Work task: The entries below contain pictures. Write out only the lines from the line with "mark the green leaf | one pin per instance." up to and including the line with "mark the shrub | one pin per instance.", exactly, without them.

_ _ _

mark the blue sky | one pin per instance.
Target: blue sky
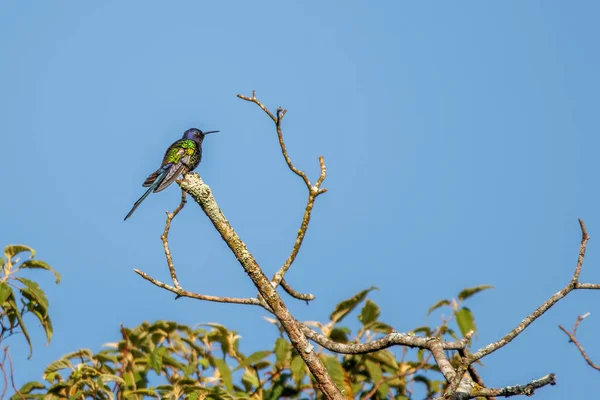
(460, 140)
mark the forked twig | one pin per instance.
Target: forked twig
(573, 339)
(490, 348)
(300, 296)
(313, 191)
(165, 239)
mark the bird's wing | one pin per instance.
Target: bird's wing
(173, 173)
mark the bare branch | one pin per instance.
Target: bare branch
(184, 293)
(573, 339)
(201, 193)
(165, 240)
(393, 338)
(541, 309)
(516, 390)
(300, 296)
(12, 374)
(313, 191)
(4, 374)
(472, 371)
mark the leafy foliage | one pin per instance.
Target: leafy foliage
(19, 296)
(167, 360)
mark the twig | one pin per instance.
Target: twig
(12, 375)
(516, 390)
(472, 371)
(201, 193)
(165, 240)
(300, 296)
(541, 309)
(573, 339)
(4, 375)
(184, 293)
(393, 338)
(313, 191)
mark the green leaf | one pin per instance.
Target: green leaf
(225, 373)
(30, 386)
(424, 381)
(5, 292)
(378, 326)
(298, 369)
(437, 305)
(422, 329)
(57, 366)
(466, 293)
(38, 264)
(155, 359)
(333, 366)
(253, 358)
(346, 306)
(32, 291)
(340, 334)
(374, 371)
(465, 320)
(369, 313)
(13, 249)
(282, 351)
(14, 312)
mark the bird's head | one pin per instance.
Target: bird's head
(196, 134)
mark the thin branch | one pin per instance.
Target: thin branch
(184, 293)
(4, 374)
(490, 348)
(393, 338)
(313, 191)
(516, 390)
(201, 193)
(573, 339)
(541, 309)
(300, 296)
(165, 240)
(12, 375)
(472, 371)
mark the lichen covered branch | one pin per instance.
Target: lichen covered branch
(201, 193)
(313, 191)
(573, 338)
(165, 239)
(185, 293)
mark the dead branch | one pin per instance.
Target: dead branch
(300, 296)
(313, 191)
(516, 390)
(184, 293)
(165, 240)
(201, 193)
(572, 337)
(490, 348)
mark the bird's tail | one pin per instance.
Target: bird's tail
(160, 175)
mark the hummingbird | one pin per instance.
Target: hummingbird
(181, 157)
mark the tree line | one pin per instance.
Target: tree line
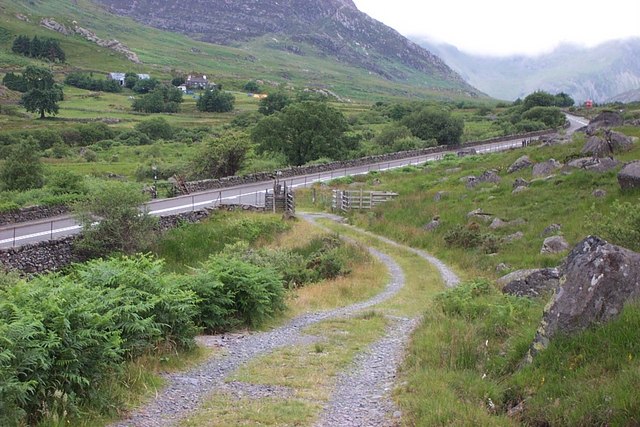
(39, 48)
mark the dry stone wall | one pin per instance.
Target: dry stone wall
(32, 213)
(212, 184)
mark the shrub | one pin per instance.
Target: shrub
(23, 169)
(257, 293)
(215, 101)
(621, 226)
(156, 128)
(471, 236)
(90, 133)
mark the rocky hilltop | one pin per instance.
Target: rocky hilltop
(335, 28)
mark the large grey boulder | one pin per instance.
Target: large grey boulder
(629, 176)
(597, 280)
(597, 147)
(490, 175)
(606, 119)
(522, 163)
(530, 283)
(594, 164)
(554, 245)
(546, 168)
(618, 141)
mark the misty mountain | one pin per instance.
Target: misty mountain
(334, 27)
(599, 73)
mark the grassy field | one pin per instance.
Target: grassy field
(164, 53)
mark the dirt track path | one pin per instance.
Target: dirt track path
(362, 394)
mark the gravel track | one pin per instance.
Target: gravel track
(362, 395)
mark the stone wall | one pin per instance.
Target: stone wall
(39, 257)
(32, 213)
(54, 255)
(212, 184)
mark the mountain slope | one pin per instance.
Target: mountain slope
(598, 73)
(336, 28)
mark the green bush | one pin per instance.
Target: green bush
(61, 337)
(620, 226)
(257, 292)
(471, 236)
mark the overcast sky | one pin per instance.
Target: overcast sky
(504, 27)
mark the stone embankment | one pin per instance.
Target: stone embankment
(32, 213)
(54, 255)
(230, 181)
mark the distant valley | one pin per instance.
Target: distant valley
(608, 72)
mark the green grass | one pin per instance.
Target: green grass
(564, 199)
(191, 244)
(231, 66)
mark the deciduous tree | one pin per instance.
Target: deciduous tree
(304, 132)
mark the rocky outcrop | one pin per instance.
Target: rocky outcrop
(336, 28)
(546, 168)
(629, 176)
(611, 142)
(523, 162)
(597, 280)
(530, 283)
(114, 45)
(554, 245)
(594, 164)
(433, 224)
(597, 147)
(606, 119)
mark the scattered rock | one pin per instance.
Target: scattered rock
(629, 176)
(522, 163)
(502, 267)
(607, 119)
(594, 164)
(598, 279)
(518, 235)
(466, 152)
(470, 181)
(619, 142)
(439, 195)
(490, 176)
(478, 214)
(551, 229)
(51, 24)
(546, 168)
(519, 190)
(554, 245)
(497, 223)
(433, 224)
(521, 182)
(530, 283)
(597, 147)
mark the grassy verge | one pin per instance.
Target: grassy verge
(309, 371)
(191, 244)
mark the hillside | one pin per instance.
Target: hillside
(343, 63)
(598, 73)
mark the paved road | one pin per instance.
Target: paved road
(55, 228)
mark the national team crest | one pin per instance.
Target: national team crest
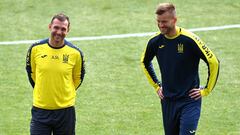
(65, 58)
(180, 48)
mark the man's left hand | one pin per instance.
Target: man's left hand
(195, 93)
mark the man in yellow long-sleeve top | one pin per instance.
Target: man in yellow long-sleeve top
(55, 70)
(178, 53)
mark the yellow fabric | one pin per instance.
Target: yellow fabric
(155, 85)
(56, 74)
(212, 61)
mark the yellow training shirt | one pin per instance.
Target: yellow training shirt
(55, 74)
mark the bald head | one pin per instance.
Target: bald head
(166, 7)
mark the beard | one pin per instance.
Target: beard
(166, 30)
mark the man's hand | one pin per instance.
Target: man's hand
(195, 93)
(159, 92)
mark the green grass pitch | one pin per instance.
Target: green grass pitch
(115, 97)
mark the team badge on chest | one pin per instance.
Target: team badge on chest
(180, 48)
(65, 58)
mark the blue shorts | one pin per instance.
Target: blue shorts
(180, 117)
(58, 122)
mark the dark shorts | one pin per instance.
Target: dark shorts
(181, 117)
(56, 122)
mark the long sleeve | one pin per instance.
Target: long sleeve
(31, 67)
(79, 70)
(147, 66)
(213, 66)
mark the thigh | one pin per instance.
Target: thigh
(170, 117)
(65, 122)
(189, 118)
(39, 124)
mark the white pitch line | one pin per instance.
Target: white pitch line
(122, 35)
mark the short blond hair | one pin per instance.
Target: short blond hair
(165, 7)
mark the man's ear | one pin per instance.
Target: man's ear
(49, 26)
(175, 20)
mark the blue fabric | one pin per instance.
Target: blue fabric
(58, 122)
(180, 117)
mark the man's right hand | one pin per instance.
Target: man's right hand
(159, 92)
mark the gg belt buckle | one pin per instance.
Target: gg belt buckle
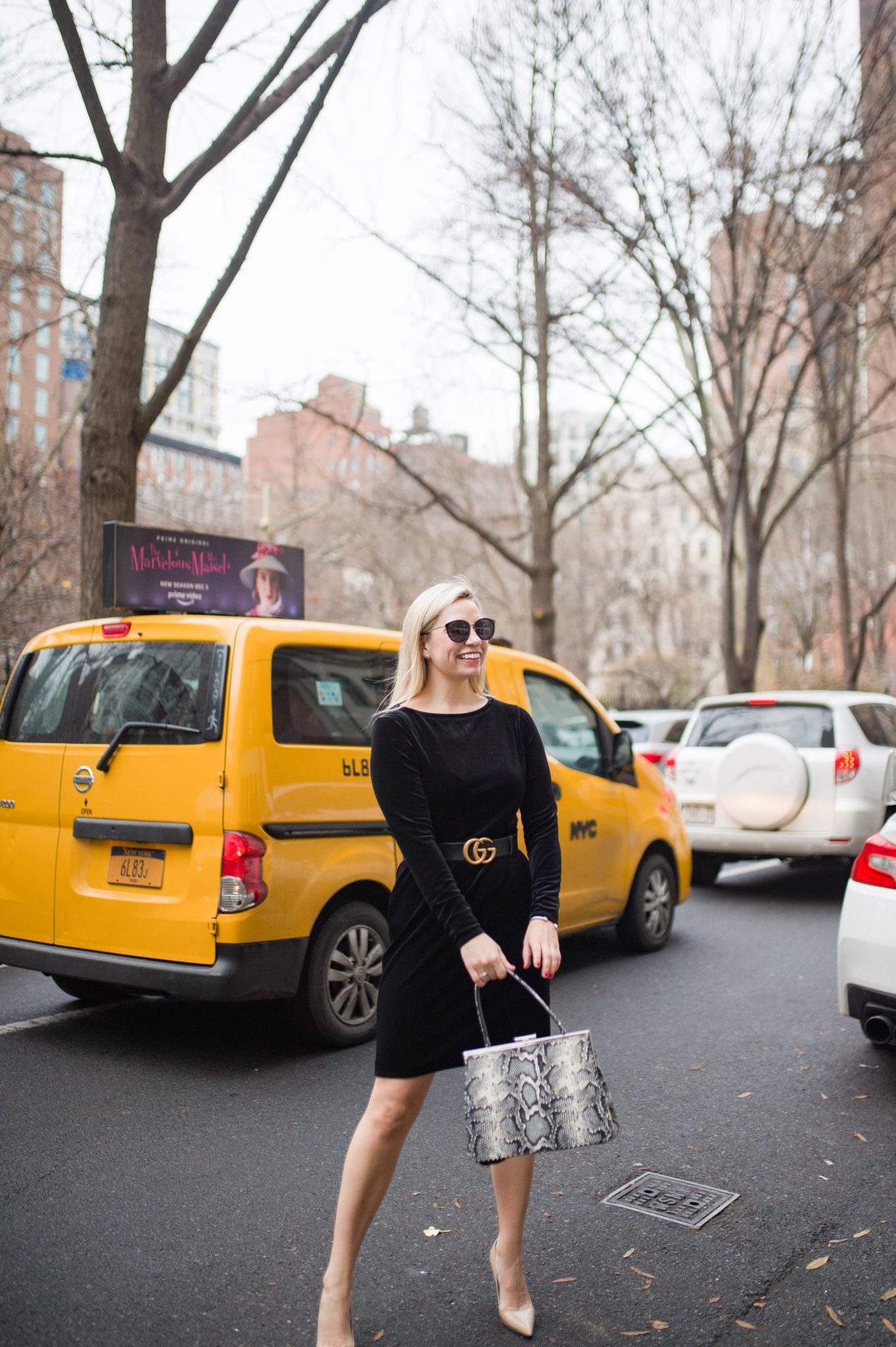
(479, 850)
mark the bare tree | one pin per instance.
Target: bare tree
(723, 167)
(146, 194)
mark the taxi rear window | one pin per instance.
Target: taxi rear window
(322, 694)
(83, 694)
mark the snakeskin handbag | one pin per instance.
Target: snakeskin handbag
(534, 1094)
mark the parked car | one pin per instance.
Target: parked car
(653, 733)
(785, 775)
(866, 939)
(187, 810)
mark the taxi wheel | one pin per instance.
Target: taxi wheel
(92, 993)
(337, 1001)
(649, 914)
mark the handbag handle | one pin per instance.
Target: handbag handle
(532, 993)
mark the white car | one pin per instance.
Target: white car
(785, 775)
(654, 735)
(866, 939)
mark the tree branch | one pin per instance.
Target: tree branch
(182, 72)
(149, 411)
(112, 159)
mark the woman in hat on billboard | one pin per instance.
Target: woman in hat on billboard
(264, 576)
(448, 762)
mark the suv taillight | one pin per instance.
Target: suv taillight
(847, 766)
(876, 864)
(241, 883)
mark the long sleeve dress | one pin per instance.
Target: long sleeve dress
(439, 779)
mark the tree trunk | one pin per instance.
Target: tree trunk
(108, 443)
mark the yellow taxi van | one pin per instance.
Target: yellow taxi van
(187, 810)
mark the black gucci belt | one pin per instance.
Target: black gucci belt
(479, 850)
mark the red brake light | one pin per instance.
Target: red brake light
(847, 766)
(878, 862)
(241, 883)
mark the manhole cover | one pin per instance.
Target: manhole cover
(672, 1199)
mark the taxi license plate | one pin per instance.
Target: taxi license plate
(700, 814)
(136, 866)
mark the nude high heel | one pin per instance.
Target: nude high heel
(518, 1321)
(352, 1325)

_ _ _

Task result:
mark the green leaf | one pin per instance.
Target: green leaf
(225, 373)
(30, 386)
(424, 381)
(5, 292)
(378, 326)
(298, 369)
(437, 305)
(422, 329)
(57, 366)
(466, 293)
(38, 264)
(155, 359)
(333, 366)
(253, 358)
(346, 306)
(32, 291)
(340, 334)
(374, 371)
(465, 320)
(369, 313)
(13, 249)
(282, 351)
(14, 312)
mark the bird's head | one pin per instance.
Target: bird's head
(196, 134)
mark the thin branch | one pin per instance.
Target: thin branch
(184, 293)
(4, 374)
(490, 348)
(393, 338)
(313, 191)
(516, 390)
(201, 193)
(573, 339)
(541, 309)
(300, 296)
(165, 240)
(12, 375)
(472, 371)
mark the lichen covered branch | one pin per instance.
Target: lichen covered branch
(201, 193)
(313, 191)
(573, 338)
(165, 239)
(185, 293)
mark the dead branch | one pin per instance.
Target: dead branch
(300, 296)
(313, 191)
(516, 390)
(184, 293)
(165, 240)
(201, 193)
(572, 337)
(490, 348)
mark the bird's tail | one pin per instance.
Target: bird's tail
(160, 175)
mark the hummingbird | one pin per instance.
Target: hummingbird
(181, 157)
mark the tree line | one pin per instance.
Target: tree line
(39, 48)
mark the dry stone wall | one pin per instance.
Target: dry stone wall
(32, 213)
(212, 184)
mark the shrub | one pin per instance.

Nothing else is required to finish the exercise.